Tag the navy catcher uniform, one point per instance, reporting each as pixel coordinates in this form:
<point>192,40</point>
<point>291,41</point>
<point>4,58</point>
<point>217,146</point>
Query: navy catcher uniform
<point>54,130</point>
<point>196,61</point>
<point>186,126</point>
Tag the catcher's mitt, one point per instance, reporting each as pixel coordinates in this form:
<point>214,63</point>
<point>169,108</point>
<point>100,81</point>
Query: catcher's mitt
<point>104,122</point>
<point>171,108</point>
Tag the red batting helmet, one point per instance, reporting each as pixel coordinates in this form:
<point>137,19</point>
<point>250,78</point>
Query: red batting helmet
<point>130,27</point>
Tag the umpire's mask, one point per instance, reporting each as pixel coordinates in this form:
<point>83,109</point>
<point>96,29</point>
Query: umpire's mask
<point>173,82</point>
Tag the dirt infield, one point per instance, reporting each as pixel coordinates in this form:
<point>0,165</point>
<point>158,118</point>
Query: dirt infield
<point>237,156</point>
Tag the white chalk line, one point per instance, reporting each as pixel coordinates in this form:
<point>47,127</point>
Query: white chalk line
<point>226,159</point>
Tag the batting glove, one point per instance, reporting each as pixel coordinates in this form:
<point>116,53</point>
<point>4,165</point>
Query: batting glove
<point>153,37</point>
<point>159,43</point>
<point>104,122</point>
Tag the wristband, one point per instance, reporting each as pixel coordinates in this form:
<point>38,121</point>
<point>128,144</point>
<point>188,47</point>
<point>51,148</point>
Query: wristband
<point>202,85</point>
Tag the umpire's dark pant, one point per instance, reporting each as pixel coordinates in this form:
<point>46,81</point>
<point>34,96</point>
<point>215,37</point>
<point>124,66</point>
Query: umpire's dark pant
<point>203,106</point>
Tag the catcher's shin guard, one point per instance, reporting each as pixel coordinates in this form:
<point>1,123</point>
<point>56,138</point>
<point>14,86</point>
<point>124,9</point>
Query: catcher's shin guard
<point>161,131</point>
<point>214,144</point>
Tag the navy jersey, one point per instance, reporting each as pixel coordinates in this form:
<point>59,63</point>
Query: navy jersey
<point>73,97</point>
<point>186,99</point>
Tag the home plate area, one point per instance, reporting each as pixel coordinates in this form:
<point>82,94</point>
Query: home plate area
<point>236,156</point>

____________________

- ASSIGNMENT: Please copy the lines in the records above between the one holding "<point>137,19</point>" and the one holding "<point>124,9</point>", inclusive, exactly and with no other line.

- EXERCISE SOLUTION:
<point>137,19</point>
<point>250,78</point>
Query: red batting helmet
<point>130,27</point>
Tag the umpire's mask, one point per instance, reporting each as pixel coordinates in this form:
<point>83,109</point>
<point>96,29</point>
Query: umpire's mask
<point>173,82</point>
Tag the dirt infield, one point per instance, reporting each as pixel coordinates in this form:
<point>0,165</point>
<point>158,118</point>
Query: dirt infield
<point>237,156</point>
Tag the white chalk line, one point per instance, reporting each as pixel coordinates in this form:
<point>47,127</point>
Query: white chalk line
<point>226,159</point>
Tag the batting glove, one point per instance, reporting each as pixel coordinates in this form:
<point>116,53</point>
<point>4,165</point>
Query: batting glove
<point>153,37</point>
<point>159,43</point>
<point>104,122</point>
Tag the wristband, one point per instance, reporting each as pixel coordinates in this form:
<point>38,121</point>
<point>128,144</point>
<point>188,47</point>
<point>51,148</point>
Query: wristband
<point>202,85</point>
Tag the umpire's dark pant, one point per instance, reporting each as pixel coordinates in this form:
<point>46,81</point>
<point>34,96</point>
<point>215,37</point>
<point>124,66</point>
Query: umpire's dark pant
<point>203,106</point>
Tag the catcher's shin guard, one point per instance, reporting each as pixel coordinates in this form:
<point>1,123</point>
<point>56,138</point>
<point>14,86</point>
<point>124,9</point>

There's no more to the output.